- [Required task]: Send back the records in full, character for character.

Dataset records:
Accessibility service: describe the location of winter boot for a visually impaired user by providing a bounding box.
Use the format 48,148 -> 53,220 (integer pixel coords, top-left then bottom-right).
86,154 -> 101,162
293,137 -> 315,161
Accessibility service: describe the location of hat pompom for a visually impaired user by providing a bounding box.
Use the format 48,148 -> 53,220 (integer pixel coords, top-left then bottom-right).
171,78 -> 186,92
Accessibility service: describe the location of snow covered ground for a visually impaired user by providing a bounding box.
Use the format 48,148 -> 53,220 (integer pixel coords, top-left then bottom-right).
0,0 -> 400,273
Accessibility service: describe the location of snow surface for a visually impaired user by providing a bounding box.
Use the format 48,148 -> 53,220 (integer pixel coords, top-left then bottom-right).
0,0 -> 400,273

- [Answer in full]:
Accessibility service: describe the location of winter boot for a visually impaired user by providing a bounding box.
Use the format 48,148 -> 53,220 (integer pixel coords, top-left then bottom-right).
86,154 -> 101,162
293,137 -> 315,161
Accessibility service: describe the location of hat pompom for a visually impaired user by providing a bounding box.
Use the format 48,148 -> 53,220 (integer pixel coords, top-left then bottom-right).
171,78 -> 186,92
Accessibility service: describe the location of snow covered ground for a visually impaired user by providing a bounding box.
Use the format 48,148 -> 53,220 (integer pixel coords, top-left then bottom-right).
0,0 -> 400,273
Accessibility service: describe the location of snow surface for a visually impaired user by providing a bounding box.
Use the format 48,148 -> 53,220 (integer pixel coords, top-left then bottom-right).
0,0 -> 400,273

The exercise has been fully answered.